_Selected text_
NIH Launches Clinical Trials of Antithrombotics for COVID-19

Adaptive design allows evaluation of various doses, types of blood thinners in outpatients, inpatients
protective mask,pills, syringes, Stethoscope on blue background with coronavirus
protective mask,pills, syringes, Stethoscope on blue background with coronavirus

MONDAY, Sept. 14, 2020 (HealthDay News) -- Two of three planned adaptive phase 3 clinical trials evaluating the safety and effectiveness of varying types of blood thinners to treat adults diagnosed with COVID-19 have launched, according to an announcement by the National Institutes of Health (NIH).

The two current trials under the Accelerating COVID-19 Therapeutic Interventions and Vaccines (ACTIV-4) Antithrombotics initiative will occur at more than 100 sites around the world and will involve patients who have not been hospitalized and those currently hospitalized. A third trial will soon start focusing on patients discharged after hospitalization for moderate-to-severe disease.

_Data under study_
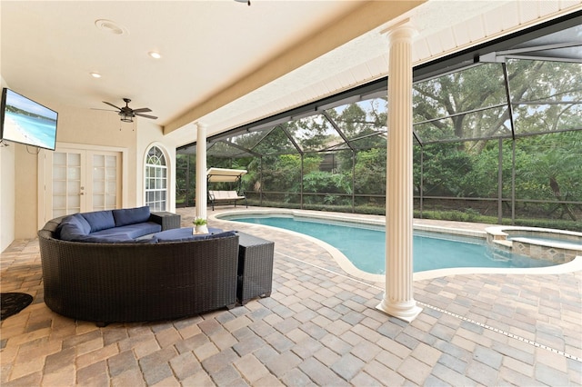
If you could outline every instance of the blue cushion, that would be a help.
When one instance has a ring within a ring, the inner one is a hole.
[[[82,215],[91,225],[91,233],[115,226],[115,221],[113,219],[111,211],[95,211],[94,213],[85,213]]]
[[[235,236],[235,235],[236,235],[236,233],[234,231],[226,231],[224,233],[199,233],[196,235],[189,235],[184,238],[176,238],[176,239],[164,239],[163,236],[160,237],[158,234],[157,241],[159,243],[201,241],[201,240],[207,240],[207,239],[226,238],[227,236]]]
[[[137,208],[113,210],[112,213],[115,220],[115,226],[117,227],[141,223],[149,220],[149,206],[147,205]]]
[[[103,238],[99,236],[87,235],[82,241],[77,242],[88,242],[93,243],[125,243],[125,244],[156,244],[157,243],[157,238],[155,236],[147,239],[115,239],[115,238]]]
[[[75,241],[87,235],[91,232],[91,226],[80,213],[74,213],[63,218],[56,230],[60,239]]]
[[[121,227],[97,231],[91,233],[91,235],[102,238],[117,238],[117,235],[122,235],[125,236],[125,239],[135,239],[148,233],[159,233],[161,230],[162,226],[160,224],[155,222],[145,222],[143,223],[127,224]]]

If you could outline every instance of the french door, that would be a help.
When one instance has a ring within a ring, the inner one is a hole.
[[[45,221],[121,207],[122,154],[103,150],[46,153]]]

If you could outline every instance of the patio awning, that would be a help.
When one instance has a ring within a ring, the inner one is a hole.
[[[246,174],[245,169],[210,168],[206,171],[209,183],[238,182],[244,174]]]

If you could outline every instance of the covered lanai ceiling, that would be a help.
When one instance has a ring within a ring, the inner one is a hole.
[[[49,106],[131,98],[186,144],[194,123],[212,135],[386,76],[382,31],[406,18],[420,65],[580,9],[580,0],[2,1],[0,74]]]

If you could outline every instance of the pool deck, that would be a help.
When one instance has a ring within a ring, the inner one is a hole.
[[[177,212],[190,226],[195,209]],[[15,241],[0,254],[2,292],[35,299],[1,322],[0,384],[582,384],[581,271],[416,279],[423,311],[406,323],[376,309],[384,283],[345,272],[322,245],[255,224],[236,229],[275,242],[271,297],[179,321],[103,328],[51,312],[38,242]]]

_What to do_
Continue the news item about the NIH blood-thinner trials for COVID-19 from the point where it stops.

_Result of the task_
The adaptive protocol design allows different blood thinners to be started, stopped, or combined in response to emerging trial data. The ACTIV-4 Antithrombotics Inpatient trial will study the safety and effectiveness of low or high doses of heparin to prevent clotting events and improve outcomes in hospitalized COVID-19 patients. The ACTIV-4 Antithrombotics Outpatient trial will investigate whether anticoagulants or antithrombotic therapy (placebo, aspirin, or a low or therapeutic dose of apixaban) can reduce life-threatening cardiovascular or pulmonary complications in newly diagnosed COVID-19 patients not requiring hospital admission. Researchers will also collect patient data and blood samples to identify potential drug targets and biomarkers associated with the risk for developing COVID-19 complications.

"There is currently no standard of care for anticoagulation in hospitalized COVID-19 patients, and there is a desperate need for clinical evidence to guide practice," NIH Director Francis S. Collins, M.D., Ph.D., said in a statement. "Conducting trials using multiple existing networks of research sites provides the scale and speed that will get us answers faster."